- **The exercise**: Convert the listing below into a Markdown table with the columns "Number" and "Text," giving each line its own row number and leaving out blank lines and the pictures.

- **Records to process**:
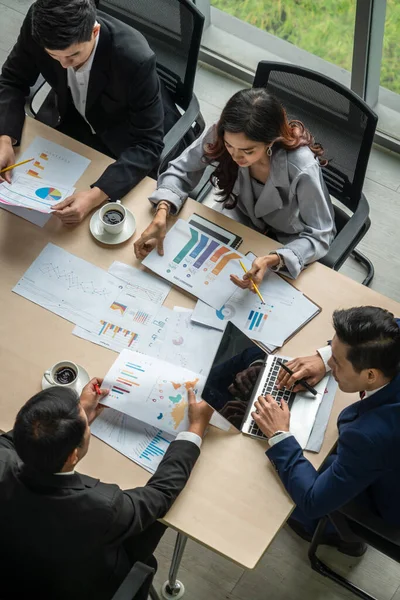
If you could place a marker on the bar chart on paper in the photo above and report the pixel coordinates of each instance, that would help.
(117, 337)
(197, 263)
(152, 390)
(157, 447)
(144, 444)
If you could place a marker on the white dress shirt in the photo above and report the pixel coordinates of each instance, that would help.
(78, 83)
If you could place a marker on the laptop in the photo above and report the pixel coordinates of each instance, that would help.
(241, 372)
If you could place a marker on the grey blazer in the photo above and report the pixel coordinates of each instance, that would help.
(294, 203)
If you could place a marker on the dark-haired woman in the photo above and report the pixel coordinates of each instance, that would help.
(268, 173)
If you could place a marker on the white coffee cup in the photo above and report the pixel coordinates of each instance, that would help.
(63, 374)
(113, 228)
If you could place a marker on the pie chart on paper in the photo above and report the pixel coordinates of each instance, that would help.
(50, 194)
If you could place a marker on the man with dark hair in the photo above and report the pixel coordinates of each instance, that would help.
(105, 93)
(69, 535)
(364, 357)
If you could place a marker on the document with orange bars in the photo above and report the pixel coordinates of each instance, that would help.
(198, 263)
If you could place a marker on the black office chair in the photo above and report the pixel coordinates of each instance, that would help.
(367, 527)
(173, 29)
(345, 126)
(138, 580)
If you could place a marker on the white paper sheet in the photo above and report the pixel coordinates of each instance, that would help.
(189, 345)
(198, 264)
(27, 192)
(133, 318)
(143, 285)
(118, 332)
(285, 310)
(304, 411)
(52, 162)
(144, 444)
(67, 285)
(151, 390)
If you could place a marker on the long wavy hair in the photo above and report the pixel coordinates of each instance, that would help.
(261, 117)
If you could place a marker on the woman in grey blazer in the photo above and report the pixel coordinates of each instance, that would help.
(268, 173)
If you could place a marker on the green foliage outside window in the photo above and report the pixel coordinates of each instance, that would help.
(323, 27)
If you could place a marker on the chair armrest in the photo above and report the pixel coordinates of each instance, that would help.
(139, 576)
(34, 90)
(346, 240)
(178, 131)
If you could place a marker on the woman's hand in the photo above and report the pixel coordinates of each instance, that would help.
(257, 272)
(153, 236)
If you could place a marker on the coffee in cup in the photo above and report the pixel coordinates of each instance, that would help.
(63, 373)
(113, 217)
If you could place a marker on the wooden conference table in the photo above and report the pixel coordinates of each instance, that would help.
(233, 503)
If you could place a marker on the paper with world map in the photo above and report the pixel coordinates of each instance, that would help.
(151, 390)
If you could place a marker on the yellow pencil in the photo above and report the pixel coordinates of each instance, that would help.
(16, 165)
(255, 287)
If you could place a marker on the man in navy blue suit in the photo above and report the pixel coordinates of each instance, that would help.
(365, 358)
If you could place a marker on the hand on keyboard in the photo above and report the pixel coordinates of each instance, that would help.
(310, 368)
(271, 416)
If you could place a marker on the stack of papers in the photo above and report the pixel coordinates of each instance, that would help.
(46, 180)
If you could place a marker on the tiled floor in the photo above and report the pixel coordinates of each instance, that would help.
(283, 573)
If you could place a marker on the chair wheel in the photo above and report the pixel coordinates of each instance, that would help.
(175, 593)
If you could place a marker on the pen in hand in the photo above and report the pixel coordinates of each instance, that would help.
(302, 382)
(254, 285)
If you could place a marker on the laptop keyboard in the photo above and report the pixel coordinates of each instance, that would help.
(269, 388)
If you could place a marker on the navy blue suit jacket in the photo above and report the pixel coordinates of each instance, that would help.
(367, 460)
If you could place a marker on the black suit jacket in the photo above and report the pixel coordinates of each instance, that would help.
(62, 535)
(124, 103)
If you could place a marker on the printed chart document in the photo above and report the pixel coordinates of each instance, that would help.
(26, 192)
(285, 311)
(187, 344)
(197, 263)
(151, 390)
(51, 163)
(143, 285)
(144, 444)
(133, 318)
(67, 285)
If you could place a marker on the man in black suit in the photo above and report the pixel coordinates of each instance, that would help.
(66, 535)
(105, 93)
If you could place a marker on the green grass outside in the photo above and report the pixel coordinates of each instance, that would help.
(322, 27)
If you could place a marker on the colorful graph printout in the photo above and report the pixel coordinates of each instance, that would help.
(26, 192)
(142, 443)
(197, 263)
(151, 390)
(285, 310)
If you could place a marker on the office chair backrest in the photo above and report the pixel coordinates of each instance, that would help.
(337, 118)
(173, 30)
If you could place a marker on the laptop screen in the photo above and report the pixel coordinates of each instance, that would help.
(234, 375)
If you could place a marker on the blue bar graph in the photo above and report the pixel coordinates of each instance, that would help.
(156, 447)
(136, 367)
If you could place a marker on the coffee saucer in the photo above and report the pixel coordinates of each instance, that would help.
(82, 379)
(96, 229)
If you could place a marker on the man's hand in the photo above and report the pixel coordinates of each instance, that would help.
(257, 272)
(244, 382)
(199, 414)
(90, 399)
(310, 368)
(270, 417)
(153, 236)
(74, 209)
(7, 157)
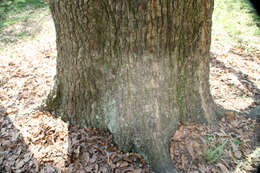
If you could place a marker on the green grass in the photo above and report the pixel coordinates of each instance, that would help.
(240, 22)
(16, 19)
(11, 10)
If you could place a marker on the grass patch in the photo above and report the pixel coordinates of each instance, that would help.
(9, 10)
(240, 21)
(19, 18)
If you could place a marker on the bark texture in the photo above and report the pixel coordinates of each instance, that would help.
(135, 68)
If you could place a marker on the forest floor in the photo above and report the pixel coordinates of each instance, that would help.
(34, 141)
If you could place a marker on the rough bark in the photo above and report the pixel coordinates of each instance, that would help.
(135, 68)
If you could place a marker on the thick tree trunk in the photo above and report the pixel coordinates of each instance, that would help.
(135, 68)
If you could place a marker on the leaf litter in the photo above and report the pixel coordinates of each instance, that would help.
(33, 141)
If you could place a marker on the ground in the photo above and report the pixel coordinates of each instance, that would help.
(34, 141)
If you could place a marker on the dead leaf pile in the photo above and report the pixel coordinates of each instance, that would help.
(39, 142)
(225, 147)
(43, 143)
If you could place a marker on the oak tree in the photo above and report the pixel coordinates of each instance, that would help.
(135, 68)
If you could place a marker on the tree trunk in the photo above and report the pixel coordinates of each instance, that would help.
(135, 68)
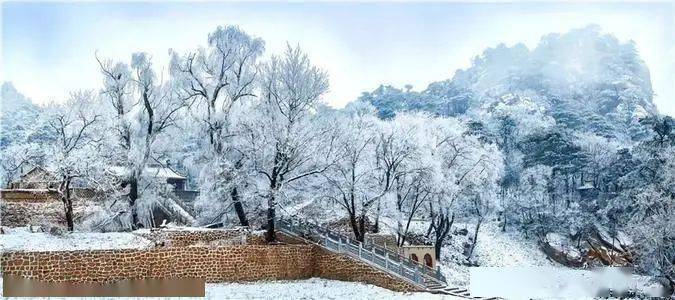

- **The response**:
| Number | Text |
|---|---|
| 1 | If you could place a marker on the bar chart on paper in the photo above and report the pixel coordinates of each instance, that would help. |
| 2 | (117, 337) |
| 3 | (197, 263) |
| 4 | (152, 390) |
| 5 | (157, 447) |
| 6 | (144, 444) |
| 7 | If you could place a marker on the white dress shirt in the photo above and report the pixel coordinates of each instance, that would help. |
| 8 | (78, 83) |
| 9 | If you could place a marker on the laptop in the photo above and report the pixel coordinates of each instance, that would help. |
| 10 | (241, 372) |
| 11 | If you could place a marker on the grey blazer in the photo above and report the pixel coordinates of each instance, that would help. |
| 12 | (294, 203) |
| 13 | If you could place a marker on the dark-haired woman in the photo above and report the pixel coordinates of each instance, that would help. |
| 14 | (268, 173) |
| 15 | If you could place a marker on the white coffee cup in the photo above and report the pixel coordinates of each instance, that would help. |
| 16 | (63, 374) |
| 17 | (113, 228) |
| 18 | If you could place a marker on the pie chart on paper in the photo above and report the pixel coordinates of each instance, that would help. |
| 19 | (50, 194) |
| 20 | If you could place a marker on the man with dark hair in the photo above and report the pixel coordinates of each instance, that would help. |
| 21 | (105, 93) |
| 22 | (69, 535) |
| 23 | (364, 357) |
| 24 | If you could place a marker on the document with orange bars in the photo above and report the pixel coordinates of each instance, that would help. |
| 25 | (198, 263) |
| 26 | If you could place a marker on the black office chair in the photo above and report the pixel coordinates of each instance, that would help. |
| 27 | (367, 527) |
| 28 | (173, 29) |
| 29 | (345, 126) |
| 30 | (138, 580) |
| 31 | If you could place a marker on the white paper sheet in the photo above and report the pixel coordinates of each instance, that would help. |
| 32 | (189, 345) |
| 33 | (198, 264) |
| 34 | (27, 192) |
| 35 | (133, 318) |
| 36 | (143, 285) |
| 37 | (118, 332) |
| 38 | (285, 310) |
| 39 | (304, 411) |
| 40 | (52, 162) |
| 41 | (144, 444) |
| 42 | (67, 285) |
| 43 | (151, 390) |
| 44 | If you could place a marker on the long wavy hair in the photo above and report the pixel coordinates of each instance, that would help. |
| 45 | (261, 117) |
| 46 | If you could place a marker on the woman in grey blazer in the photo above and report the pixel coordinates of each instance, that would help. |
| 47 | (268, 173) |
| 48 | If you could place a marker on the green foliage outside window in the photo above and report the pixel coordinates of each instance, that would help. |
| 49 | (323, 27) |
| 50 | If you could place a marker on the chair armrest in the photo above and report the pixel coordinates of each instance, that would help. |
| 51 | (139, 576) |
| 52 | (34, 90) |
| 53 | (346, 240) |
| 54 | (178, 131) |
| 55 | If you could place a marker on the woman's hand in the photo above and report the pixel coordinates of each instance, that would help. |
| 56 | (257, 272) |
| 57 | (153, 236) |
| 58 | If you could place a marker on the coffee in cup in the photo above and report the pixel coordinates of each instance, that would help. |
| 59 | (63, 373) |
| 60 | (113, 217) |
| 61 | If you could place a marker on the wooden conference table in the photo above and report the pixel coordinates of each instance, that would help. |
| 62 | (233, 503) |
| 63 | If you could place a marker on the paper with world map in the photo above and report the pixel coordinates of each instance, that would help. |
| 64 | (151, 390) |
| 65 | If you could place a marker on the yellow pencil in the photo above and report the pixel coordinates of each instance, that would help. |
| 66 | (16, 165) |
| 67 | (255, 287) |
| 68 | If you could place a marker on the man in navy blue suit in the photo above and report the pixel coordinates of each instance, that would help. |
| 69 | (365, 358) |
| 70 | If you could place a marker on the hand on keyboard in the photo above and report the pixel coordinates of each instance, that would help. |
| 71 | (310, 368) |
| 72 | (271, 416) |
| 73 | If you could place a marker on the stack of papers in the photo above and report the pixel coordinates of each instance, that would help. |
| 74 | (46, 180) |
| 75 | If you could place a marker on the tiled floor in the photo above and report the pixel coordinates of each instance, that would help. |
| 76 | (283, 573) |
| 77 | If you could place a marker on the chair wheel in the photo above and report the pixel coordinates of each instance, that would help. |
| 78 | (175, 593) |
| 79 | If you could place a marker on the pen in hand in the photo above and report the pixel coordinates of each instance, that would help. |
| 80 | (302, 382) |
| 81 | (254, 285) |
| 82 | If you could place a marker on the laptop keyboard in the photo above and report the pixel coordinates of each instance, that would help. |
| 83 | (269, 388) |
| 84 | If you could place a marker on the navy blue suit jacket in the photo above and report the pixel coordinates of each instance, that would help. |
| 85 | (367, 460) |
| 86 | If you could place a marker on the black suit jacket in the photo above and report the pixel coordinates of each instance, that would help. |
| 87 | (62, 535) |
| 88 | (124, 103) |
| 89 | If you could place a marker on the printed chart document in the photo above and report the pixel coordinates of each instance, that would help. |
| 90 | (26, 192) |
| 91 | (285, 311) |
| 92 | (187, 344) |
| 93 | (197, 263) |
| 94 | (151, 390) |
| 95 | (51, 163) |
| 96 | (143, 285) |
| 97 | (144, 444) |
| 98 | (133, 318) |
| 99 | (67, 285) |
| 100 | If you could place a marker on the man in black suit in the photo above and report the pixel coordinates of each instance, that would help. |
| 101 | (66, 535) |
| 102 | (105, 93) |
| 103 | If you could place a marker on the green grass outside in the photo above and report the pixel coordinates of each instance, that would help. |
| 104 | (322, 27) |
| 105 | If you could place a marker on the colorful graph printout in the photo above and report the pixel coordinates of each instance, that would help. |
| 106 | (26, 192) |
| 107 | (142, 443) |
| 108 | (197, 263) |
| 109 | (151, 390) |
| 110 | (285, 310) |
| 111 | If you could place a marker on the office chair backrest in the photo above and report the pixel coordinates of each instance, that would help. |
| 112 | (337, 118) |
| 113 | (173, 30) |
| 114 | If you could place a marker on the laptop screen in the photo above and report the pixel coordinates of each instance, that would help. |
| 115 | (234, 375) |
| 116 | If you could place a marker on the blue bar graph in the photo above and report the pixel coordinates of each instance, that would help. |
| 117 | (156, 447) |
| 118 | (136, 367) |
| 119 | If you could place a marker on the coffee saucer in the photo above and report the pixel coordinates of each instance, that would help. |
| 120 | (82, 379) |
| 121 | (96, 229) |
| 122 | If you could place a marker on the man's hand in the photo above and report the pixel coordinates of each instance, that would help. |
| 123 | (257, 272) |
| 124 | (244, 382) |
| 125 | (199, 414) |
| 126 | (90, 399) |
| 127 | (310, 368) |
| 128 | (270, 417) |
| 129 | (153, 236) |
| 130 | (74, 209) |
| 131 | (7, 157) |
| 132 | If you could place a marker on the green grass in the photo above and report the pixel coordinates of each instance, that would help. |
| 133 | (240, 22) |
| 134 | (16, 19) |
| 135 | (11, 10) |
| 136 | If you could place a marker on the grass patch in the photo above and report the pixel coordinates of each instance, that would help. |
| 137 | (9, 10) |
| 138 | (240, 21) |
| 139 | (19, 18) |
| 140 | If you could place a marker on the bark texture in the photo above and report the pixel coordinates of each instance, that would help. |
| 141 | (135, 68) |
| 142 | If you could place a marker on the forest floor in the photo above and report the pixel coordinates of each instance, that would help. |
| 143 | (34, 141) |
| 144 | If you could place a marker on the rough bark in the photo above and report the pixel coordinates of each instance, that would help. |
| 145 | (135, 68) |
| 146 | If you could place a marker on the thick tree trunk in the photo above and report the pixel coordinates of each instance, that would help. |
| 147 | (135, 68) |
| 148 | If you could place a marker on the leaf litter in the photo above and report the pixel coordinates of each instance, that would help. |
| 149 | (33, 141) |
| 150 | If you could place a marker on the ground in the photo above and report the pixel coordinates of each instance, that would help. |
| 151 | (34, 141) |
| 152 | If you could place a marker on the dead leaf pile in the photo above and report the pixel coordinates of each instance, that would help. |
| 153 | (39, 142) |
| 154 | (225, 147) |
| 155 | (43, 143) |
| 156 | If you could place a marker on the oak tree in the photo above and report the pixel coordinates of each instance, that would help. |
| 157 | (135, 68) |
| 158 | If you could place a marker on the tree trunk in the photo above and report the pixel coordinates of each instance, that would help. |
| 159 | (135, 68) |